GIVEN REQUEST |
Return, word for word, the lines of the records below from the line containing "point: gorge -- for" through the line containing "column 34, row 4", including both of those lines and nothing else.

ITEMS |
* * * * * * *

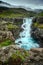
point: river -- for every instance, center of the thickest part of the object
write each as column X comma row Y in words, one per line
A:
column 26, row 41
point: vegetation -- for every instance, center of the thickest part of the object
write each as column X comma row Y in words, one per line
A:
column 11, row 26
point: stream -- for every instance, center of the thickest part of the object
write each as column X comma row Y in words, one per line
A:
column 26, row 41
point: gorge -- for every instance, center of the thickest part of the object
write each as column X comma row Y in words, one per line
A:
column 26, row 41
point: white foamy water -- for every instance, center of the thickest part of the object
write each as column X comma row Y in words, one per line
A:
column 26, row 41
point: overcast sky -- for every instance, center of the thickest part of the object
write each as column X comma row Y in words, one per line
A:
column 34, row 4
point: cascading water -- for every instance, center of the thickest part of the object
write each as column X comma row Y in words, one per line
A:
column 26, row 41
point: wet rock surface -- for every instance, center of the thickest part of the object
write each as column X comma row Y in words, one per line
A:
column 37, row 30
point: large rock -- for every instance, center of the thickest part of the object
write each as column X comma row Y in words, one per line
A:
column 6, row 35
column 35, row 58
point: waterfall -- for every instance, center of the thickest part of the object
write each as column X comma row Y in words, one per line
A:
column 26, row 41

* * * * * * *

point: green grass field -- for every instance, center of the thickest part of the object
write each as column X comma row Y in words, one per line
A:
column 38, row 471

* * * * * * *

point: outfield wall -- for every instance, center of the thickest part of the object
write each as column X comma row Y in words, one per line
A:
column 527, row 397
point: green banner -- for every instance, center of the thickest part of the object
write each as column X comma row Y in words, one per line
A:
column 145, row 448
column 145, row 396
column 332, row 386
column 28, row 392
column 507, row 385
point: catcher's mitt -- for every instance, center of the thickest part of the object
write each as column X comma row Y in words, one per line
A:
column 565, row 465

* * * * * * *

FINISHED ANSWER |
point: gorge -- for every instance, center of the thickest part of the object
write each as column X comma row Y in words, one per line
A:
column 26, row 41
point: white foamy water -- for every instance, center of the thickest part of the object
write each as column X comma row Y in words, one per line
A:
column 26, row 41
point: overcast sky -- for every instance, center of the thickest part of the object
write each as column X comma row Y in words, one per line
A:
column 34, row 4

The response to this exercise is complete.